- [EXERCISE TASK]: Recast the listing below as a numbered list with one entry per line, skipping any blank lines. Leave the pictures out of your answer.

Stored items
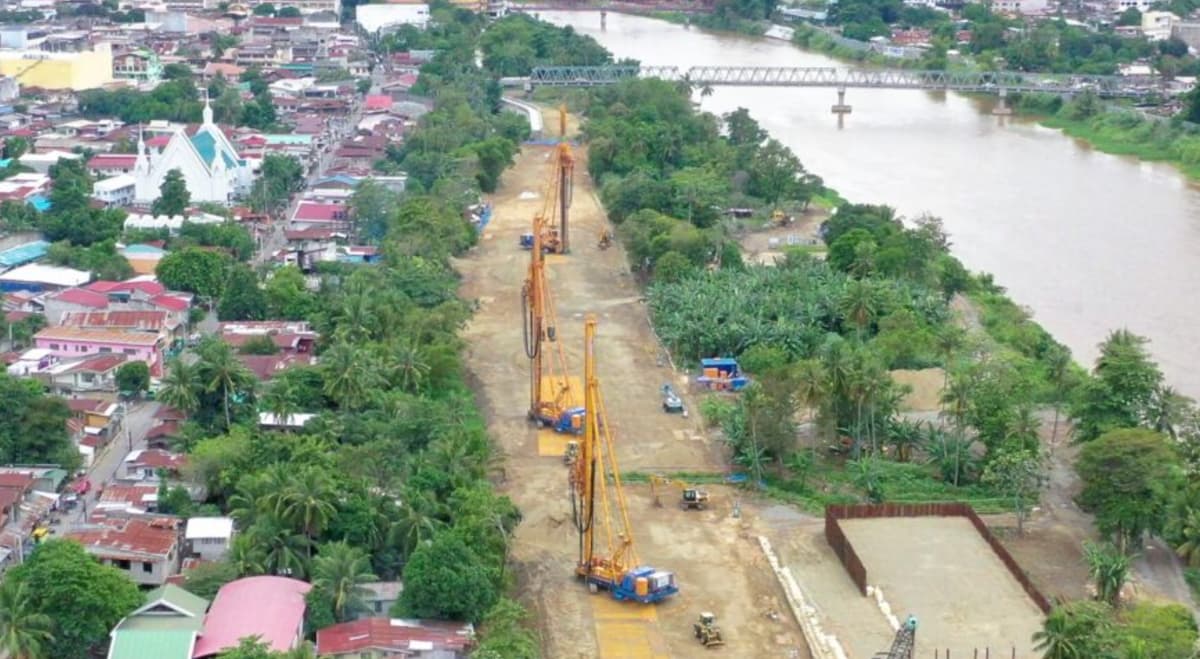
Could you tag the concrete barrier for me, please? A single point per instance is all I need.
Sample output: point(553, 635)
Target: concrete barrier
point(821, 645)
point(532, 112)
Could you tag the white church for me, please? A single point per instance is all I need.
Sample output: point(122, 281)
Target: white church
point(210, 165)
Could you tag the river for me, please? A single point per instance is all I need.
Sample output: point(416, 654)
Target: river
point(1085, 240)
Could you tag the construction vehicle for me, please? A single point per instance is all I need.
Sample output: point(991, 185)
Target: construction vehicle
point(671, 401)
point(598, 497)
point(690, 498)
point(721, 375)
point(904, 642)
point(706, 630)
point(553, 401)
point(553, 221)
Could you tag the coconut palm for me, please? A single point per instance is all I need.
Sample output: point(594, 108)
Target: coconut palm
point(281, 400)
point(280, 550)
point(1057, 361)
point(859, 304)
point(904, 435)
point(340, 570)
point(180, 387)
point(24, 631)
point(306, 502)
point(1075, 630)
point(349, 376)
point(1168, 408)
point(1109, 570)
point(222, 372)
point(409, 366)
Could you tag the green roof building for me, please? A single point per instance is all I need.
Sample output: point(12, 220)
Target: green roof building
point(166, 627)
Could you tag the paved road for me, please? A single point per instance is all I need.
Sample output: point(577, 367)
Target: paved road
point(131, 436)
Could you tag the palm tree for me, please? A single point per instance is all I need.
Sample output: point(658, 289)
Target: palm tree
point(904, 435)
point(24, 631)
point(409, 366)
point(1057, 361)
point(180, 387)
point(281, 550)
point(306, 502)
point(1072, 630)
point(347, 375)
point(221, 372)
point(246, 556)
point(340, 570)
point(859, 304)
point(1109, 569)
point(1168, 407)
point(281, 400)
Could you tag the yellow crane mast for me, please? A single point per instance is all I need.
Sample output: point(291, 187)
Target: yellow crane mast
point(552, 394)
point(593, 498)
point(553, 221)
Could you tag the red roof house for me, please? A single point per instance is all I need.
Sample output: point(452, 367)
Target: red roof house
point(270, 607)
point(395, 637)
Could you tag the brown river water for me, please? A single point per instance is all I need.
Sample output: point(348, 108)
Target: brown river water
point(1085, 240)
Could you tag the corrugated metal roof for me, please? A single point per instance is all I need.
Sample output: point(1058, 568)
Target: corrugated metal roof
point(139, 643)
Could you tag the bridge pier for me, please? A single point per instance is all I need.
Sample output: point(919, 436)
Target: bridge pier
point(1002, 108)
point(840, 108)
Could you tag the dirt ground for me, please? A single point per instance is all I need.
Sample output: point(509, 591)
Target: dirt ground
point(717, 559)
point(766, 245)
point(941, 570)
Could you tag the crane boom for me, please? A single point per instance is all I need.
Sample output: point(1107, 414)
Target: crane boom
point(552, 400)
point(594, 499)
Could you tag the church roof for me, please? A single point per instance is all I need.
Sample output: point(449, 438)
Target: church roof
point(207, 145)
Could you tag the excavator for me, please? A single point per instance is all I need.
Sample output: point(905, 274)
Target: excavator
point(553, 400)
point(690, 498)
point(552, 225)
point(598, 497)
point(904, 643)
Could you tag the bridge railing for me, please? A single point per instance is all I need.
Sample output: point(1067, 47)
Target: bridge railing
point(846, 78)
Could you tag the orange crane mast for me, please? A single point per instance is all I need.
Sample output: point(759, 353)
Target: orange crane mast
point(593, 498)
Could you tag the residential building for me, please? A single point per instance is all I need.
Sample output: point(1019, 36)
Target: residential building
point(389, 637)
point(289, 336)
point(270, 607)
point(141, 66)
point(211, 167)
point(75, 71)
point(90, 375)
point(37, 277)
point(166, 627)
point(142, 346)
point(375, 18)
point(115, 191)
point(209, 538)
point(147, 549)
point(379, 597)
point(151, 465)
point(111, 165)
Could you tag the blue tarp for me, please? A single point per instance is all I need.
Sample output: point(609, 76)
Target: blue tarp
point(24, 253)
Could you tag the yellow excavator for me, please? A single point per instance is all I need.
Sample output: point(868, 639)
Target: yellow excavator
point(552, 222)
point(553, 397)
point(690, 498)
point(598, 497)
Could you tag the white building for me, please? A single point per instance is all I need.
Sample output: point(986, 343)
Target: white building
point(375, 18)
point(1158, 25)
point(115, 191)
point(211, 167)
point(209, 537)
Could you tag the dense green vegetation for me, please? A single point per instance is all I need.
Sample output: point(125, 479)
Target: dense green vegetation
point(390, 479)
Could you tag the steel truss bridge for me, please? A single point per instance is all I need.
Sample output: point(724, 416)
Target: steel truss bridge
point(1002, 82)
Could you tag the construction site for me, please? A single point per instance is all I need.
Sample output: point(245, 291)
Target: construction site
point(615, 557)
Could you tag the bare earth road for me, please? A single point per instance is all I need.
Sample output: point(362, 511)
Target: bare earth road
point(715, 556)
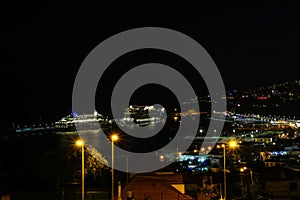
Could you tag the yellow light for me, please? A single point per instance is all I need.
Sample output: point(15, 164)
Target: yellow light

- [THE RESULT]:
1. Could you tag the concrete barrier for me, please? A single point per instance is all I need.
2. Sample output: point(553, 635)
3. Target: concrete barrier
4. point(821, 645)
5. point(532, 112)
6. Could you tag the white church for me, please? A single point per instance is all I need.
7. Sample output: point(122, 281)
8. Target: white church
9. point(210, 165)
10. Could you tag the river for me, please? A single point per instance is all I need.
11. Sample output: point(416, 654)
12. Target: river
13. point(1085, 240)
14. Could you tag the construction vehicle for me, please? A single point per instance is all I need.
15. Sample output: point(991, 185)
16. Target: construction vehicle
17. point(671, 401)
18. point(598, 497)
19. point(690, 498)
20. point(721, 375)
21. point(904, 642)
22. point(706, 630)
23. point(553, 401)
24. point(553, 221)
25. Could you tag the coconut palm for me, please? A single point per instance is all I need.
26. Sample output: point(594, 108)
27. Target: coconut palm
28. point(281, 400)
29. point(280, 550)
30. point(1057, 361)
31. point(859, 304)
32. point(904, 435)
33. point(340, 570)
34. point(180, 387)
35. point(24, 631)
36. point(306, 502)
37. point(1075, 630)
38. point(349, 376)
39. point(1168, 408)
40. point(1109, 570)
41. point(222, 372)
42. point(409, 366)
43. Could you tag the green roof building for me, please? A single point per instance is all I need.
44. Sample output: point(12, 220)
45. Target: green roof building
46. point(166, 627)
47. Could you tag the paved road for me, please? A single point per instance is all I need.
48. Sample output: point(577, 367)
49. Target: paved road
50. point(131, 436)
51. Could you tag the palm tree for me, please? A single point per instance is all I need.
52. Sample output: point(658, 289)
53. Target: palm tree
54. point(904, 435)
55. point(24, 631)
56. point(409, 366)
57. point(1057, 361)
58. point(180, 387)
59. point(281, 550)
60. point(306, 502)
61. point(1072, 630)
62. point(347, 375)
63. point(221, 372)
64. point(246, 556)
65. point(340, 570)
66. point(859, 304)
67. point(1109, 569)
68. point(1168, 407)
69. point(281, 400)
70. Could you tag the yellow crane mast for me, please? A single point per instance is all I need.
71. Sample output: point(291, 187)
72. Target: yellow crane mast
73. point(552, 394)
74. point(593, 498)
75. point(553, 221)
76. Could you tag the red roof house for me, please? A single point per instance is all I need.
77. Sample output: point(452, 367)
78. Target: red roof house
79. point(270, 607)
80. point(395, 637)
81. Could you tag the brown river water for me, please? A single point per instance is all I need.
82. Sample output: point(348, 108)
83. Target: brown river water
84. point(1085, 240)
85. Could you tag the corrugated metal roof for me, please? A single point per instance is all I need.
86. Sample output: point(1058, 568)
87. Target: corrugated metal roof
88. point(139, 643)
89. Could you tag the bridge pier for me, please? A single point per instance is all I need.
90. Sample output: point(919, 436)
91. Target: bridge pier
92. point(1002, 108)
93. point(840, 108)
94. Could you tag the dirt ground for me, please? A single point per instance is all I need.
95. Sample output: point(509, 591)
96. Target: dirt ground
97. point(717, 559)
98. point(766, 245)
99. point(941, 570)
100. Could you tag the crane boom for me, please? A single point per instance is all I need.
101. Sample output: point(1107, 414)
102. Target: crane boom
103. point(552, 400)
104. point(594, 499)
105. Could you tag the church roof for me, please? A single point per instance is all I need.
106. Sample output: point(449, 438)
107. Target: church roof
108. point(207, 145)
109. Could you tag the excavator for me, please? A single point per instance is all I need.
110. Sample output: point(905, 274)
111. Target: excavator
112. point(553, 400)
113. point(690, 498)
114. point(552, 225)
115. point(598, 497)
116. point(904, 643)
117. Could you tag the bridge railing for me, please? A single point per instance is all I need.
118. Sample output: point(1067, 47)
119. Target: bridge railing
120. point(846, 78)
121. Could you tag the orange crane mast for me, please? A single point per instance is all I need.
122. Sample output: point(759, 353)
123. Target: orange crane mast
124. point(593, 498)
125. Could you tag the residential building for me, please? A single point per instance is all I need.
126. Sample output: point(1019, 36)
127. Target: residential building
128. point(389, 637)
129. point(289, 336)
130. point(270, 607)
131. point(141, 66)
132. point(211, 167)
133. point(75, 71)
134. point(90, 375)
135. point(37, 277)
136. point(166, 627)
137. point(142, 346)
138. point(375, 18)
139. point(115, 191)
140. point(209, 538)
141. point(147, 549)
142. point(379, 597)
143. point(151, 465)
144. point(111, 165)
145. Could you tag the blue tarp for me, please? A single point per instance is all I need.
146. Sample output: point(609, 76)
147. Target: blue tarp
148. point(24, 253)
149. Could you tag the yellow excavator for me, please? A single point per instance is all I need.
150. Sample output: point(868, 639)
151. Target: yellow excavator
152. point(552, 222)
153. point(553, 397)
154. point(690, 498)
155. point(598, 497)
156. Could you tag the white building for me, please? A single point per instance is all I need.
157. Sample output: point(986, 343)
158. Target: white building
159. point(375, 18)
160. point(1158, 25)
161. point(115, 191)
162. point(211, 167)
163. point(209, 537)
164. Could you tag the dense green vegetation for me, please? A single point per instance is all I need.
165. Sample output: point(125, 479)
166. Target: dense green vegetation
167. point(390, 479)
168. Could you tag the steel truss bridge for me, please? A single point per instance is all I need.
169. Sample output: point(724, 416)
170. Target: steel truss bridge
171. point(1002, 82)
172. Could you tag the construction site for me, please? A single point per instance is all I need.
173. Sample output: point(245, 291)
174. Target: construction site
175. point(615, 557)
176. Could you tag the bare earth road for me, please? A single point per instance is all I need.
177. Sample output: point(362, 511)
178. Target: bare earth road
179. point(715, 556)
180. Could you tag the yellow light for me, please? A single point per instance is all I need.
181. Sample output: point(15, 164)
182. Target: yellow light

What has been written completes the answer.